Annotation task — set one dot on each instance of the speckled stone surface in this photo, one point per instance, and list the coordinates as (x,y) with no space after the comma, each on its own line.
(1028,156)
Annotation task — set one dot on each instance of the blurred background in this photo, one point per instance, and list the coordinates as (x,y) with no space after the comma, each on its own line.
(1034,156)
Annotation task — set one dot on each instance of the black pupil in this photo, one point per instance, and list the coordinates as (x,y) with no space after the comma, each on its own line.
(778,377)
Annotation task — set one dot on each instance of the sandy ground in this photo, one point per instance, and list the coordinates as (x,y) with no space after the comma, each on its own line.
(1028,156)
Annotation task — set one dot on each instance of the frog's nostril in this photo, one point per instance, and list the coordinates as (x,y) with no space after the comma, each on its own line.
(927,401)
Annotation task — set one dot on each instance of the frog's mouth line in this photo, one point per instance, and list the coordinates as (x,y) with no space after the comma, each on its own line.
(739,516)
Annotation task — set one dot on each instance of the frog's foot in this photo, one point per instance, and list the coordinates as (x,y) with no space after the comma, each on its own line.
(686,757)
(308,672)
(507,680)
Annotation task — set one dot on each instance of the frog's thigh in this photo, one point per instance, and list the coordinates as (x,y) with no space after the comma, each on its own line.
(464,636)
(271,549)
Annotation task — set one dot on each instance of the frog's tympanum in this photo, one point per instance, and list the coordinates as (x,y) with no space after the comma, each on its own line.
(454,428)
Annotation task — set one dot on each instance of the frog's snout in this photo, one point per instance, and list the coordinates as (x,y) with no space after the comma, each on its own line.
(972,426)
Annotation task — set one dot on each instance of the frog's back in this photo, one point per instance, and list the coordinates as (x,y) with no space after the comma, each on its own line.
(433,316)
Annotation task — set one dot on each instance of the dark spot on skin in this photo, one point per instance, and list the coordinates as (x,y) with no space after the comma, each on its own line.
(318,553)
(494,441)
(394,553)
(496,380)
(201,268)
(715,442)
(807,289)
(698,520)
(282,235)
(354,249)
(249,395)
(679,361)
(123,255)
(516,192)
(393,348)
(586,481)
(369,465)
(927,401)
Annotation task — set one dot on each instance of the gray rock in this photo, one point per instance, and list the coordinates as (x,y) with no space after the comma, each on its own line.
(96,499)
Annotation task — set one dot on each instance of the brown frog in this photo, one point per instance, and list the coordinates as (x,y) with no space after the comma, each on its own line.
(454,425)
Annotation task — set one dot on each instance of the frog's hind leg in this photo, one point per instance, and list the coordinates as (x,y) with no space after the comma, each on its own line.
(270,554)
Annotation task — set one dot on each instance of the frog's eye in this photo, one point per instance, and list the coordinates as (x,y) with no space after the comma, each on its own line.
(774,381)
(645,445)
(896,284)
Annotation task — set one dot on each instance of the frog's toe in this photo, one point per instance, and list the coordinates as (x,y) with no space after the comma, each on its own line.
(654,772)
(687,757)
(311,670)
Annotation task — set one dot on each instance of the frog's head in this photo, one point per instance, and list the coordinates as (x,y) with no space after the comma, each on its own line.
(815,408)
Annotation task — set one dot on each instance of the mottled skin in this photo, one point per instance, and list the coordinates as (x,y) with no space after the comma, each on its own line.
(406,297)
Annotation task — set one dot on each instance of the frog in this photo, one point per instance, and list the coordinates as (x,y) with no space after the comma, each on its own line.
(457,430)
* * *
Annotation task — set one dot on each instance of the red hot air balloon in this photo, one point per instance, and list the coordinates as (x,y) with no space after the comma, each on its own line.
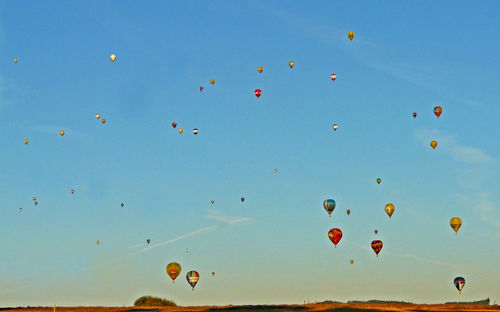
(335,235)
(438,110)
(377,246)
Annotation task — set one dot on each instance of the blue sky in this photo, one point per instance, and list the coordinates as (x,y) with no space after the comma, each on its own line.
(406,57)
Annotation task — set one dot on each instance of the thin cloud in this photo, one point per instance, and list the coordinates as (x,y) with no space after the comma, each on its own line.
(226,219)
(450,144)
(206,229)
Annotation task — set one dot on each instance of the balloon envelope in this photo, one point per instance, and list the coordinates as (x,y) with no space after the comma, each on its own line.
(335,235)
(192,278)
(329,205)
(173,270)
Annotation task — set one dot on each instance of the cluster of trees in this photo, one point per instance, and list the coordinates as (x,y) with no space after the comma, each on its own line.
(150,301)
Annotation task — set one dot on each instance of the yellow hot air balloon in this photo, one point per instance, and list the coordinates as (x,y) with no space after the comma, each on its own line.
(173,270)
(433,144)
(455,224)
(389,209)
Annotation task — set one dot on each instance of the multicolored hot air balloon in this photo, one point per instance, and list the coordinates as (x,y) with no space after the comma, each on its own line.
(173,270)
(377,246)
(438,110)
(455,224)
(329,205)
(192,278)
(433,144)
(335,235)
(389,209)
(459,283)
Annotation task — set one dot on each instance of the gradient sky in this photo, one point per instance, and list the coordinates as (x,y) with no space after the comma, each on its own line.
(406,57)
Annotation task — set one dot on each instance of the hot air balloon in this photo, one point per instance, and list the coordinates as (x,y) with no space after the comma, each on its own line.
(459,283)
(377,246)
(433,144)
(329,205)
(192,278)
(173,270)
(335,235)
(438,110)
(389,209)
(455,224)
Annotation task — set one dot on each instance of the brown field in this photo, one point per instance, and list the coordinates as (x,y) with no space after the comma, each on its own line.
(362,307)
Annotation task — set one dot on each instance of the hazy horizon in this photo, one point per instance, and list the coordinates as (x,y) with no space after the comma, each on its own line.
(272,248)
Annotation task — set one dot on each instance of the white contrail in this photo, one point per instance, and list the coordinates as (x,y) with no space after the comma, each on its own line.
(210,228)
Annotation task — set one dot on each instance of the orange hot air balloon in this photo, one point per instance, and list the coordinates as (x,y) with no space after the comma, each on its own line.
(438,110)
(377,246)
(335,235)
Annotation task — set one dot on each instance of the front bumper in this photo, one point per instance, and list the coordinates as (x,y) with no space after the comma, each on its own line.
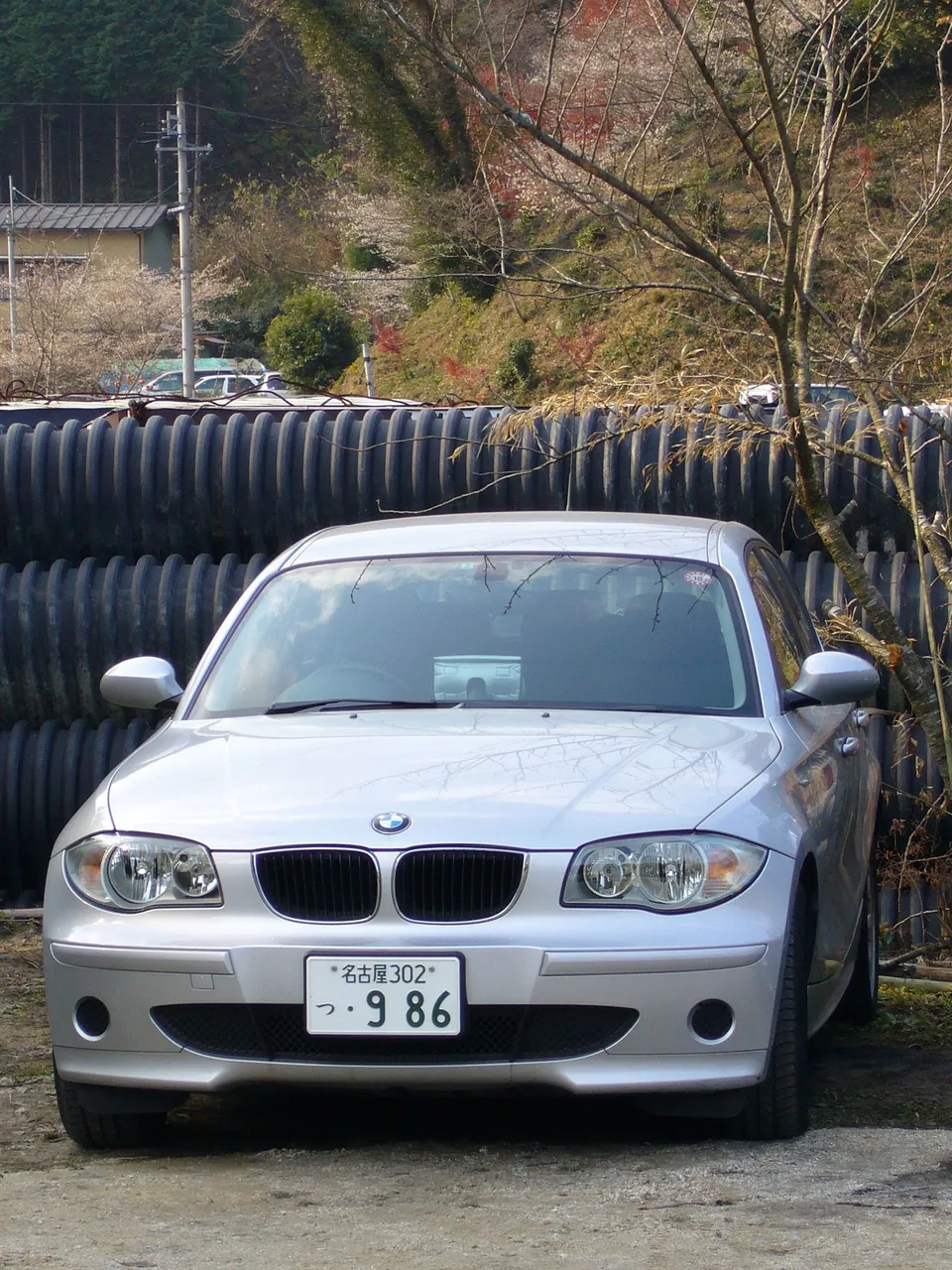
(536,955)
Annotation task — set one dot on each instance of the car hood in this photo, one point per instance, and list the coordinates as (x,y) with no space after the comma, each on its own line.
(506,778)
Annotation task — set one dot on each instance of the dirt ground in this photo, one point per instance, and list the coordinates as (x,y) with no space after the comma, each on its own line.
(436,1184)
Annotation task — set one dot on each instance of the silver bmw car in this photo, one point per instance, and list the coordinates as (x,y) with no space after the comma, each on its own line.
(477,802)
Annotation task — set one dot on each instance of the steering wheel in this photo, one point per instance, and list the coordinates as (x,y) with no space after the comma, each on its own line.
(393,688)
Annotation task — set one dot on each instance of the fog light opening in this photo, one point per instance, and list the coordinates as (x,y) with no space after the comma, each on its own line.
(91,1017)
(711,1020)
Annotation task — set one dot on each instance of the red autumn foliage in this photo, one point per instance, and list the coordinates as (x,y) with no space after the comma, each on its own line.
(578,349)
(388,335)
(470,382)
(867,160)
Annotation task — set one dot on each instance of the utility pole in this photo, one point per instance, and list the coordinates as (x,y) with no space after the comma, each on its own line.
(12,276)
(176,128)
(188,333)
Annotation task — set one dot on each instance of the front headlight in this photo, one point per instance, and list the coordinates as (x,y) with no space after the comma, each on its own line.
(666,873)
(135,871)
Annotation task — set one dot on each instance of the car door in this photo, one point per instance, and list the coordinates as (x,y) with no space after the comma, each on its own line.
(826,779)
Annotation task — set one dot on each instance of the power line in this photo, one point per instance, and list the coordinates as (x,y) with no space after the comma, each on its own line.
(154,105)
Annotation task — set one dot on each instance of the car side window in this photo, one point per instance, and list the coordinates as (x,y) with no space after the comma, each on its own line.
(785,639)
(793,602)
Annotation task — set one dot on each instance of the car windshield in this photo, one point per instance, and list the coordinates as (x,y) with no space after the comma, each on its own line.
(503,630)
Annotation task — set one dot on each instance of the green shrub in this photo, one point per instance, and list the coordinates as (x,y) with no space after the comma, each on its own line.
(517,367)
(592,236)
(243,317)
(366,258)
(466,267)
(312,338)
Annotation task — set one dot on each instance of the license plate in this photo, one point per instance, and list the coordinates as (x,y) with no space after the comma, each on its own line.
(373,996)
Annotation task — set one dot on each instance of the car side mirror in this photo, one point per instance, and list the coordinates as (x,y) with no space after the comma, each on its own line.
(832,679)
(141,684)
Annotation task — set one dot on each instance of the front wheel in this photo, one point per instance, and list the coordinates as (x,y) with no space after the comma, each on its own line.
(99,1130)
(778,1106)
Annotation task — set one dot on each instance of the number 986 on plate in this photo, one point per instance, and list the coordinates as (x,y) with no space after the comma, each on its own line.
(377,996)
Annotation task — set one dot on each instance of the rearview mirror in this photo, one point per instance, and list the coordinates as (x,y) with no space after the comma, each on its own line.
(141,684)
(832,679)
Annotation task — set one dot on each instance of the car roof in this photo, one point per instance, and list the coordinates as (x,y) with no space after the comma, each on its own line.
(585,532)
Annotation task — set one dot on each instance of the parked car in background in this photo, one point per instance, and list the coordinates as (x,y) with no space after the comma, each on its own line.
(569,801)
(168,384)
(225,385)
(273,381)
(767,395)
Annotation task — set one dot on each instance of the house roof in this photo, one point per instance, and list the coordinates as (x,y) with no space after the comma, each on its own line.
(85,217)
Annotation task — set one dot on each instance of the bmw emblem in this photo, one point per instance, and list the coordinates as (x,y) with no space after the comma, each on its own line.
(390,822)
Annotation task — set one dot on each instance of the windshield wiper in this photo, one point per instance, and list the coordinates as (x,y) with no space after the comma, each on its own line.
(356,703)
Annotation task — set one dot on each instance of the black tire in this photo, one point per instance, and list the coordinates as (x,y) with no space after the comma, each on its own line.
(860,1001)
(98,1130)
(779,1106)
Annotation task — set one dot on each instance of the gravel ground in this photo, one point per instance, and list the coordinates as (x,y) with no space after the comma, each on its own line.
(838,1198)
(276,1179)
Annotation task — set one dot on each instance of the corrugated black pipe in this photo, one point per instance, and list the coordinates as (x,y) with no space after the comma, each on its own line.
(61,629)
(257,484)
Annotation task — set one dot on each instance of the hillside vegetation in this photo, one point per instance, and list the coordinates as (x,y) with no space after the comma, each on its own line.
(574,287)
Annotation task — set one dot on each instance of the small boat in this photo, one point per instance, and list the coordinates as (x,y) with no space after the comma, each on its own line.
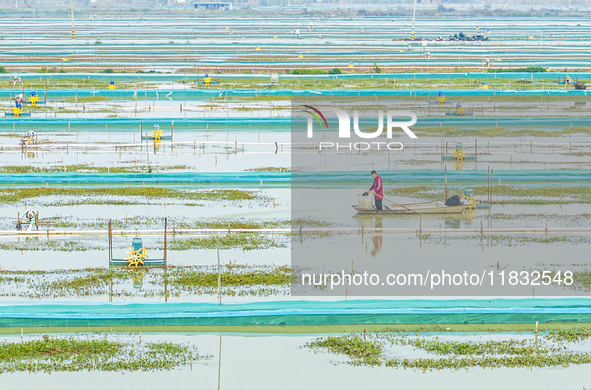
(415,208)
---
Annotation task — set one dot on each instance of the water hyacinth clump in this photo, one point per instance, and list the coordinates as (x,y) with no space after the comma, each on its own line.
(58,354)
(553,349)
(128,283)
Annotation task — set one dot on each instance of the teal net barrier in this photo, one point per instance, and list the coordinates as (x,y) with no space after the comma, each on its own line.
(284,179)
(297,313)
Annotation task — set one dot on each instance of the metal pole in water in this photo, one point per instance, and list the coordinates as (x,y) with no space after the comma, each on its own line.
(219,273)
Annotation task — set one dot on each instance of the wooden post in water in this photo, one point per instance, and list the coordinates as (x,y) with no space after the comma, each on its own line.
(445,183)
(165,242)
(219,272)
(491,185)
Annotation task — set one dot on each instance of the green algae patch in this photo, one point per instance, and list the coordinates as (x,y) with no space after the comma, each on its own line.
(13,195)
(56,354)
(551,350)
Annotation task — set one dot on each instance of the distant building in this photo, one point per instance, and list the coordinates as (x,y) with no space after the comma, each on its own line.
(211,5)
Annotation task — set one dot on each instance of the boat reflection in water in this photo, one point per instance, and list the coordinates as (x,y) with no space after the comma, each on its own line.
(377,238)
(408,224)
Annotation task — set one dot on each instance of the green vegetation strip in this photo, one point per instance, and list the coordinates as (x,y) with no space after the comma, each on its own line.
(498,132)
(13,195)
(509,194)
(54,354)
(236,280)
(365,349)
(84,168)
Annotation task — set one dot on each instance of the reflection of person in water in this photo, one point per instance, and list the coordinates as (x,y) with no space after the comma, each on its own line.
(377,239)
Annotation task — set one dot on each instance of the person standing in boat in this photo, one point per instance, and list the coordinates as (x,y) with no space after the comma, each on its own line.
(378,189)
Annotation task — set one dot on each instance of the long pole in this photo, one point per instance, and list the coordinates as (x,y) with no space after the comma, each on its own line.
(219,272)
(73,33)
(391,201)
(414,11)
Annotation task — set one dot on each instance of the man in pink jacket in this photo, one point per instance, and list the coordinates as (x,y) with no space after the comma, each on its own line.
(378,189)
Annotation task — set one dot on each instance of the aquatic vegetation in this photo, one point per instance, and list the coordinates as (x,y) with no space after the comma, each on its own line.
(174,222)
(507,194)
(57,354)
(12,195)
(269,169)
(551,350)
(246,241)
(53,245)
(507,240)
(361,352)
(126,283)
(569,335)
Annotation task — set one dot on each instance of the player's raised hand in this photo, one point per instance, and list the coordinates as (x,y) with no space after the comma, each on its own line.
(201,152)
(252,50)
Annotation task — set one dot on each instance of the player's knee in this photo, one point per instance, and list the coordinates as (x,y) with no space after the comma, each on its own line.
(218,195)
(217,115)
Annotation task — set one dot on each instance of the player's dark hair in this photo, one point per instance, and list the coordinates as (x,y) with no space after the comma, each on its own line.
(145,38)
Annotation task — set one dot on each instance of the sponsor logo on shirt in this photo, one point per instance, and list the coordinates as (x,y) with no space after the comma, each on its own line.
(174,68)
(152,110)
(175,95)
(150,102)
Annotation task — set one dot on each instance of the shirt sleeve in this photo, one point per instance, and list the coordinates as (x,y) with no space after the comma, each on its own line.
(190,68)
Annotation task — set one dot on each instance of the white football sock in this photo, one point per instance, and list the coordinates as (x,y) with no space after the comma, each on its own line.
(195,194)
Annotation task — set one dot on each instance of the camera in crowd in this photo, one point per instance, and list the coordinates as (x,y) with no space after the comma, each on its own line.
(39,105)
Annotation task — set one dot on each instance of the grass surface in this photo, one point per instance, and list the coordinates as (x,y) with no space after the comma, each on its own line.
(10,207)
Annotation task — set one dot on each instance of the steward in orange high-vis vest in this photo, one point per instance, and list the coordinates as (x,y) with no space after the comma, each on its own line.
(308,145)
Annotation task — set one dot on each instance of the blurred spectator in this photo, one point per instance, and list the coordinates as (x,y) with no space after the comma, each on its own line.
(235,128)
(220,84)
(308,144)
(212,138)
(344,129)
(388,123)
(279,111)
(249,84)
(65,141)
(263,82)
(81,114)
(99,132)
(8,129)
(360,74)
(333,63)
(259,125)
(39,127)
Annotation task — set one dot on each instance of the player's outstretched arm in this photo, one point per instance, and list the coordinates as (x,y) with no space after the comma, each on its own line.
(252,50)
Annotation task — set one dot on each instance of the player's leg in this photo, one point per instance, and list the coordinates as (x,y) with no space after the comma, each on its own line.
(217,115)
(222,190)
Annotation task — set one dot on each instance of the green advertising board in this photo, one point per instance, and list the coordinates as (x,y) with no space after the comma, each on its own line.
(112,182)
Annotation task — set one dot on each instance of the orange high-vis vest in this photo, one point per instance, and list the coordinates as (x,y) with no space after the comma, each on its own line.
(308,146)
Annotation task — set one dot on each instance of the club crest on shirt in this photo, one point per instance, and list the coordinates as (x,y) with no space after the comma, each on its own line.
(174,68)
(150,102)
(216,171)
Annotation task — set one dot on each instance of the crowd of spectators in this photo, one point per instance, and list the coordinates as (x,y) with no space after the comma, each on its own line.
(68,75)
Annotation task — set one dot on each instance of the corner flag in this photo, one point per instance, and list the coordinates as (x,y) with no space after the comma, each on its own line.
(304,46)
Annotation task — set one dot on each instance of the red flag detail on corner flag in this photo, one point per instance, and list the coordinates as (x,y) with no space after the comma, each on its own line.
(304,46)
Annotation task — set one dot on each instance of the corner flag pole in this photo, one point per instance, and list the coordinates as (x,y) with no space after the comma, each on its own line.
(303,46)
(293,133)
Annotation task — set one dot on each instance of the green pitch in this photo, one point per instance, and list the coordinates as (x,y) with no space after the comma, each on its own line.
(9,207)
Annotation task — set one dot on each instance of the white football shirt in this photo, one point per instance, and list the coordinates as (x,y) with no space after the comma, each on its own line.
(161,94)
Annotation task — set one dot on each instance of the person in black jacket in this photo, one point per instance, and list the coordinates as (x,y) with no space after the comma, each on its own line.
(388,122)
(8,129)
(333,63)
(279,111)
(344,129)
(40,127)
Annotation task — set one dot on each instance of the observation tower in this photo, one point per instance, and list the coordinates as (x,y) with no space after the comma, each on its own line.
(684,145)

• _Aim of the exercise_: Pull out every line above that contains the word "football", and treat uppercase and lowercase letters as different.

• _Exercise output_:
Annotation task — set one dot on each instance of the white football sock in this photo, one point per instance, and list the coordinates as (x,y) with no space after the comma, each on its own line.
Annotation task — set one dot on each instance of the white football shirt in this photo, one point per instance, and list the coordinates as (x,y) with no space after the comma, each on its own line.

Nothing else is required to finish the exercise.